* Fragmento seleccionado:
Julián Vara | 13 de abril de 2018
Tradicionalmente, el 25 de marzo se celebra el Día Internacional de la Vida. Una celebración que, nacida para la defensa de la vida del niño que está por nacer, ha ido adquiriendo progresivamente mayor alcance, en proporción al aumento de los ataques a la vida humana, singularmente la más indefensa. Este año, al coincidir con el Domingo de Ramos, se ha trasladado su celebración al próximo domingo 15 de abril, con la esperanza de reunir cada vez a más personas que den público testimonio del valor y dignidad de la vida del hombre. Pues quizá eso sea, de momento, lo único que está al alcance de todos hacer. Y, en este caso, es imprescindible hacer todo lo que sea posible, porque de lo que está pasando todos tendremos que responder algún día.

* Registros proporcionados:
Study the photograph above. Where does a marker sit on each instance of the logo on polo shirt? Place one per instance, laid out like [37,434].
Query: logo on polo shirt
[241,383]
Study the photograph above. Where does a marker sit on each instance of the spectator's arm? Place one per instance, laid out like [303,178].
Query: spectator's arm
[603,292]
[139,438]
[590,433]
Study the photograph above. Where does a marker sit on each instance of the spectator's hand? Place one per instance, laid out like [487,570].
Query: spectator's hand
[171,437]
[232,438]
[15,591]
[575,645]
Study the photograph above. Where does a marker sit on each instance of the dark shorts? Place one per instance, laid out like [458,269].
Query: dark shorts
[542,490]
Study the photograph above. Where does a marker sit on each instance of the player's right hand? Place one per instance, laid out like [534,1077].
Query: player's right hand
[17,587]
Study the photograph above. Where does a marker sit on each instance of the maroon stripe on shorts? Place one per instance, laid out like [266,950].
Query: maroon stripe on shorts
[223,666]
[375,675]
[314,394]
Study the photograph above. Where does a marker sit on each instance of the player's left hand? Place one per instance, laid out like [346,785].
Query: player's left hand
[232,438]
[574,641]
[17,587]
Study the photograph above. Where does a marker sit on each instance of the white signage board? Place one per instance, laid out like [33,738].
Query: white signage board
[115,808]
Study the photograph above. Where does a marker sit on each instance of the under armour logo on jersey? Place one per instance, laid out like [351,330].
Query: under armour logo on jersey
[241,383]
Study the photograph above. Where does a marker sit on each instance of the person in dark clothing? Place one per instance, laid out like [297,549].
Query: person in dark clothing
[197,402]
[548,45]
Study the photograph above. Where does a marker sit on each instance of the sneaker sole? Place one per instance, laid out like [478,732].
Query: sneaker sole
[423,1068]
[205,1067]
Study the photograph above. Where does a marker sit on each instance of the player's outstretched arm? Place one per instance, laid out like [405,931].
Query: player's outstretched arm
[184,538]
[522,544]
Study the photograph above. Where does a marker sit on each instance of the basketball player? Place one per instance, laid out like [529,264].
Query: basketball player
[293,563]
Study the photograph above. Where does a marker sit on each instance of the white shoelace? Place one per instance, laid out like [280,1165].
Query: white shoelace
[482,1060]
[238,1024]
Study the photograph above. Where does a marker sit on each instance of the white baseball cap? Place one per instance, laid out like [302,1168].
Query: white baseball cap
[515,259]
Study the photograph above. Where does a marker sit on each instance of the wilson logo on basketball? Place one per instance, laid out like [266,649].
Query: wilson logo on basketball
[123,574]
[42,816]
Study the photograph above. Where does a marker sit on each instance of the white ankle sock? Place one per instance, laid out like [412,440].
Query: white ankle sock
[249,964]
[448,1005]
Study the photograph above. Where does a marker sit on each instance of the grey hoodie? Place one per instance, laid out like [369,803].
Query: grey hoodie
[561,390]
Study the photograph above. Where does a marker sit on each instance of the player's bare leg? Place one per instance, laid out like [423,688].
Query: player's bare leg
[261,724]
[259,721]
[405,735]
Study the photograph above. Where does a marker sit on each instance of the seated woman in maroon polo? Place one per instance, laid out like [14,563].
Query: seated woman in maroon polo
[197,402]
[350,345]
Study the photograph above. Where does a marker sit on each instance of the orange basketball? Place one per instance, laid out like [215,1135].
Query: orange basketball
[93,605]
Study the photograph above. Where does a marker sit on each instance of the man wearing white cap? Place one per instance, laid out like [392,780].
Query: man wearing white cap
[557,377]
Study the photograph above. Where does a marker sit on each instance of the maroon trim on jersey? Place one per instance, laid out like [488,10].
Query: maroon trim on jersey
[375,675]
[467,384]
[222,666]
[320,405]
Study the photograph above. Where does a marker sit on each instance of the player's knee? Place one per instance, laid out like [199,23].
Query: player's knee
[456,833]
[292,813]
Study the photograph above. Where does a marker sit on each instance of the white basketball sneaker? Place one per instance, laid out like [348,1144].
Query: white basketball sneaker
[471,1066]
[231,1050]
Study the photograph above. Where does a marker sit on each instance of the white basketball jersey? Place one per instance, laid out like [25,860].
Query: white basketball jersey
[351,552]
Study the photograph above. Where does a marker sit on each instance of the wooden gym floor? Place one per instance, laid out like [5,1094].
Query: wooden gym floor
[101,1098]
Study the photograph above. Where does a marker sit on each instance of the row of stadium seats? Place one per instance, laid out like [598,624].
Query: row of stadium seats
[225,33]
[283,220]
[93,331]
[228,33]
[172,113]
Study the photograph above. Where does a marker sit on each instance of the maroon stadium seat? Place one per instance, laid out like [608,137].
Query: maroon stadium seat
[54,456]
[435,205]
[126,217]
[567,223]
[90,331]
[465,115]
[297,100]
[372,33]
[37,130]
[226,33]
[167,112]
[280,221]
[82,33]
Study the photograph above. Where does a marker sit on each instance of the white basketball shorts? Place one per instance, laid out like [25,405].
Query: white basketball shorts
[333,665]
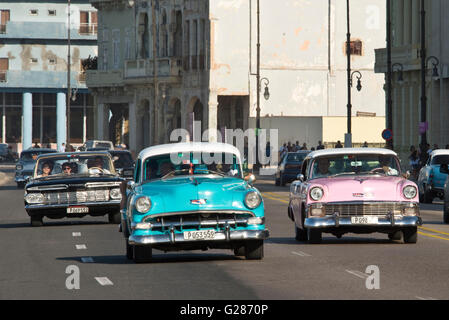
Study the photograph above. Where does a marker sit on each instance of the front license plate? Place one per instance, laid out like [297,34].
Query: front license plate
[199,235]
[364,220]
[78,210]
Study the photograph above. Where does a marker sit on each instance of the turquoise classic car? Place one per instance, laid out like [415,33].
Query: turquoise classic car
[190,196]
[431,180]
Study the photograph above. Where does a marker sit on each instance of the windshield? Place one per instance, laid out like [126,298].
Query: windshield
[31,156]
[355,164]
[441,159]
[122,160]
[74,164]
[185,164]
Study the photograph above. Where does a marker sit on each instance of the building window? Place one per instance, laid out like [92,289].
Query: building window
[355,47]
[4,18]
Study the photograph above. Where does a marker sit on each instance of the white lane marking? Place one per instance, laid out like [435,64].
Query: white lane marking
[428,298]
[104,281]
[301,254]
[358,274]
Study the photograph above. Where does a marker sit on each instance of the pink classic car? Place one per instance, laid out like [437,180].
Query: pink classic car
[354,190]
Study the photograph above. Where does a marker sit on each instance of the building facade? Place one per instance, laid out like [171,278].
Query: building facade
[406,92]
[162,64]
[34,71]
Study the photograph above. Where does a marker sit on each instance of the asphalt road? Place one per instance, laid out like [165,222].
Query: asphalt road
[39,263]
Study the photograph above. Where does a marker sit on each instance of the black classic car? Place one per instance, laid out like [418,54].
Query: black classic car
[25,165]
[73,185]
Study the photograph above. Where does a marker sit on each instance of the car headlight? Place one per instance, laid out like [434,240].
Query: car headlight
[143,204]
[34,198]
[316,193]
[409,192]
[116,194]
[252,200]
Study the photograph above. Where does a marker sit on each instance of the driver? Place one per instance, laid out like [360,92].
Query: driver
[385,164]
[322,169]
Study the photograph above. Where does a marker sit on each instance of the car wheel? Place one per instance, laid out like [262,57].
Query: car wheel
[396,236]
[445,213]
[129,250]
[411,235]
[254,250]
[314,236]
[36,221]
[300,234]
[142,254]
[114,218]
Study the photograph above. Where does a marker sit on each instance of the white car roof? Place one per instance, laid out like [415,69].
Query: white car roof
[338,151]
[206,147]
[439,152]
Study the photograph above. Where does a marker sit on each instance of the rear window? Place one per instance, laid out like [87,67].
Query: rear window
[441,159]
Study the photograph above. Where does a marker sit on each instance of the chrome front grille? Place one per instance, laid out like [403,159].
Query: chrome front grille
[76,197]
[198,220]
[364,209]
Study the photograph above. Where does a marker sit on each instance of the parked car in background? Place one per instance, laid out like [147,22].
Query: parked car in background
[25,165]
[431,180]
[6,153]
[289,167]
[73,185]
[191,196]
[123,163]
[357,190]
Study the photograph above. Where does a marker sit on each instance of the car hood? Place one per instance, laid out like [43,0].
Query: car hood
[363,188]
[195,193]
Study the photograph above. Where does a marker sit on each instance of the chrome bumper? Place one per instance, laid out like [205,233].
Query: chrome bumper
[173,238]
[66,205]
[335,222]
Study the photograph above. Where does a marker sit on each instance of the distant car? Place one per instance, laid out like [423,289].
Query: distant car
[123,163]
[431,180]
[354,190]
[289,167]
[5,152]
[98,144]
[25,165]
[182,199]
[73,185]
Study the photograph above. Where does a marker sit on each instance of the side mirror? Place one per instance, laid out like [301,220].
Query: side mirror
[130,184]
[250,178]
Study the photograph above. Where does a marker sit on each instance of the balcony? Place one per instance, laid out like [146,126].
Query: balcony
[100,78]
[144,68]
[408,56]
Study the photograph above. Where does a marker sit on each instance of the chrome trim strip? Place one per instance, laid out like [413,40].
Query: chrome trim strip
[179,237]
[329,222]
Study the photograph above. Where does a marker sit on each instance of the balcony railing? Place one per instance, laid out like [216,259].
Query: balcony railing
[88,29]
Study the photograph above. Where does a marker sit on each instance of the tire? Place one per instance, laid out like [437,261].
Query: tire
[411,235]
[129,250]
[239,252]
[142,254]
[114,218]
[314,236]
[36,221]
[300,234]
[254,250]
[445,213]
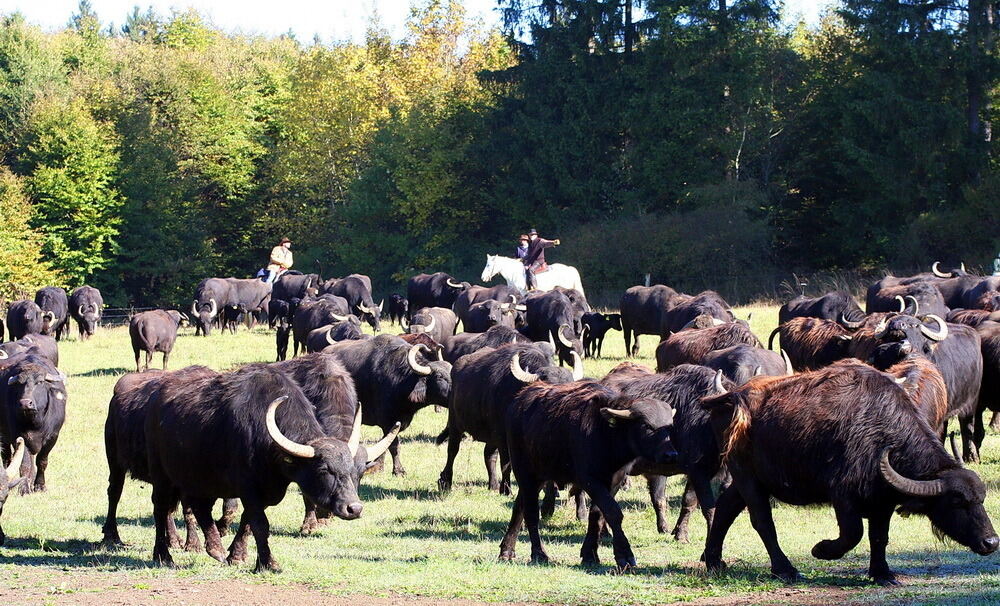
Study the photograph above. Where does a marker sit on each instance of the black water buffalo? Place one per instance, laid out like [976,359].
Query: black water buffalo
[477,294]
[314,313]
[955,349]
[914,298]
[483,384]
[86,306]
[433,290]
[153,331]
[294,285]
[485,314]
[33,407]
[644,310]
[10,478]
[394,380]
[324,336]
[742,362]
[398,309]
[358,294]
[438,322]
[468,342]
[39,345]
[23,318]
[54,304]
[698,453]
[246,434]
[125,443]
[692,345]
[595,327]
[580,433]
[688,307]
[551,315]
[812,343]
[895,461]
[831,306]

* Qué se pide:
1. Reproduce sin cambios el pasaje del texto sobre el Día Internacional de la Vida que empieza en "Julián Vara |" y termina en "responder algún día.".
2. Según el texto sobre el Día Internacional de la Vida, ¿a qué fecha se trasladó este año la celebración?
3. Prosigue el texto sobre el Día Internacional de la Vida a partir de su última oración.

* Respuestas del ejercicio:
1.
Julián Vara | 13 de abril de 2018
Tradicionalmente, el 25 de marzo se celebra el Día Internacional de la Vida. Una celebración que, nacida para la defensa de la vida del niño que está por nacer, ha ido adquiriendo progresivamente mayor alcance, en proporción al aumento de los ataques a la vida humana, singularmente la más indefensa. Este año, al coincidir con el Domingo de Ramos, se ha trasladado su celebración al próximo domingo 15 de abril, con la esperanza de reunir cada vez a más personas que den público testimonio del valor y dignidad de la vida del hombre. Pues quizá eso sea, de momento, lo único que está al alcance de todos hacer. Y, en este caso, es imprescindible hacer todo lo que sea posible, porque de lo que está pasando todos tendremos que responder algún día.

2. Se trasladó al domingo 15 de abril.

3.
Suele repararse poco en que la primera pregunta que el hombre formula a Dios tiene que ver con su responsabilidad moral, con el alcance de su responsabilidad: «¿Acaso soy yo el guardián de mi hermano?». Y, sin necesidad de palabra alguna, la respuesta de Dios constituye la más formidable obligación, y la más digna tarea, que es posible concebir. Por supuesto, el hombre, cada hombre, es responsable de todos los demás. En el sentido más verdadero y serio, algún día se le pedirá cuentas, y tendrá que responder de él.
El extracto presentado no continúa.